# 引用文:
- - - - - - -

死期を察知出来る人はそうはいないとおもうのだ。

 

 前にも書いたことだが、リップクリーム。

 

 あんなものを塗らないとくちびるがかさかさになる。

 

 ネアンデルタール人でリップクリームをつかったものは

たぶんいないだろう。

 

 

 マスク。

 

 北京原人でマスクをするという風習はなかったろう。

 

 

 日傘。

 

  藤原定家が、日傘で歩く、など『明月記』にあるわけない。

 

 

 リップクリームにせよ、マスクにせよ、日傘にせよ、

大自然に対して、私たちは、生身の体では対応できなくなっているのだ。

 

 

 これは、人類の滅亡の入口なのかもしれない。おわりのはじまり。

 

 

 で、そういうことと似たようなことを、あの内田樹先生も

おっしゃっているそうだ。

 

 

 内田先生は、もうこの世の中は、とりかえしのつかない状態にある、

そう言及されている。

 

 中沢新一先生は、にんげんが道具をつかったときから、にんげんは、

世界の外側にいると説いた。

 

 スマートフォン、あれなど、世界の外側のまた外側の

けっして「ありえない世界」と交渉する装置である。

いわゆる拡張現実。

 

 手触りのある現実ではなく、拡張現実のなかに生きてゆく。

 

 馬鹿学校につとめたていたとき、

馬鹿は、ほとんど休み時間にスマホをいじっていた。

それが、さもあたりまえのように。得意になって。

 

 オリンピックの演技を見ているとき、

演技者、選手のひとりとて、

試合中に、携帯電話などもっていない。

演技中に使用しているひとなど、いるはずもないが、

あの姿に、にんげんのプリミティブさが

投影されているのではないか。

 

 ようするに、スポーツをしている瞬間にしか、

にんげんの根本が残っていないのかもしれない。

 

 へいきで虫がきらいだというひとがいる。

若い子達のことごとく虫が嫌いだ。

 

 これが人類という動物、ホモサピエンスの終焉の左証なのかもしれない。

 

 世界の外側にいる、ということなのだから。

だから世界の内側にいるものと没交渉なのである。

 

 現実世界のなかにいるより、RPGの世界のほうがおもしろいなら、

仮想現実のなかに身をゆだねるだろう。

 それがにんげんの世界を終わりにさせているのかもしれないのだが。

 

 では、どうすればいいのか。

 

 ほんらいの人間性をとりもどすにはどうするのか。

 

その道はひとつである。

 

 不便になればいい。

 

 文明は、人類に便利さをもとめて進歩してきた。

が、その文明が、ニンゲン本来の能力を劣化させてしまった。

 

 スマホが普及してから、ともだちの電話番号を暗記しているひとが

何人いるだろうか。まだ、ダイヤル式の電話だったら、

そらで友人の家に電話できたものだが、いまは、ひょっとすると

家の電話もかけられないかもしれない。

 

 これは、便利さの極度の追求によって、

ニンゲンの能力を激減させたことの、例証である。

- - - - - - -

# データ項目:
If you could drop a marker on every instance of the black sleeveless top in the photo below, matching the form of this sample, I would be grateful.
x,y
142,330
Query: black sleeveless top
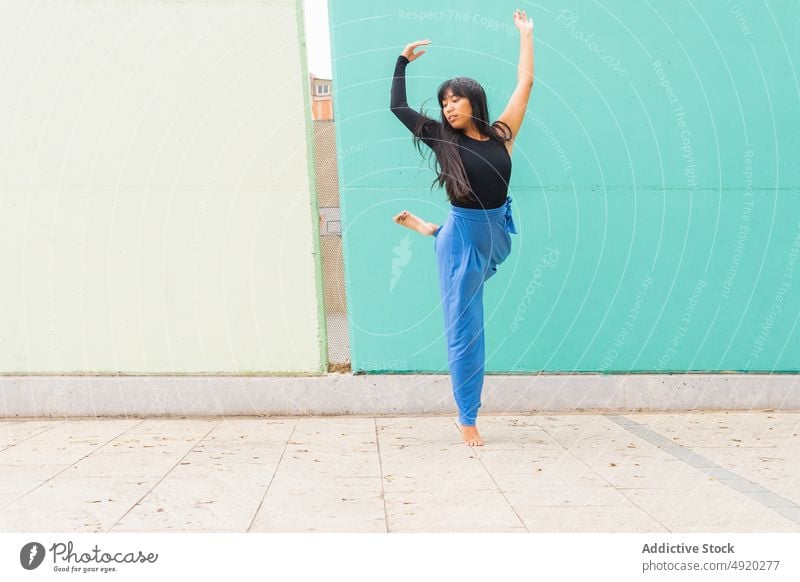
x,y
487,163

- - - - - - -

# 課題内容:
便利さを追い求めた文明が人間の能力を衰えさせたと論じる引用文を、最後の文の後から書き継いでください。 記録は別の出典から取られたものです。

# 解答:
 防衛本能も種族保存の本能もすでに劣化した。

 

 だから、その本能をとりもどすには不便しかない。

 

つまり、まず、われわれはスマートフォンを捨てることだ。

 

 そこから始まらなければ、未来はないとおもうのだ。

 

世の中が終わる。それにはどうしたらいいのか。

 

 この喫緊の事況を打破するには、よほどのリーダーシップが必要となる。

 

 いまの総理大臣や政権野党は、

どうやって民衆から税金を奪取するかと、

どうやってアメリカのご機嫌をとるかに、

精一杯なので、まったく見込みがない。

 

 じゃ、在野の評論家たちに物申していただくか。

 

 しかし、いまの評論家たちは、実存主義の終焉と、構造主義の台頭を

目の当たりにした人たちである。

 

 実存主義なら、「こうすべきだ」みたいな、強行な物言いが

日常化していたが、その発話者にも、偏見やバイアスがかかっていると、

そう説いた構造主義は、こういう「しなくてはならない」のような

物言いをすべて排除したのだ。

 

 だから、内田樹も、中沢新一も、「こうしなくてはならない」とか、

「こうすべきだ」、という言い方をまったくなさらない。

 こういう言い方を「当為」というのだが、

 いまの識者は「当為」の文体を放棄せざるをなかったのだ。

 

 なぜなら、にんげんには、偏見がまじっているから。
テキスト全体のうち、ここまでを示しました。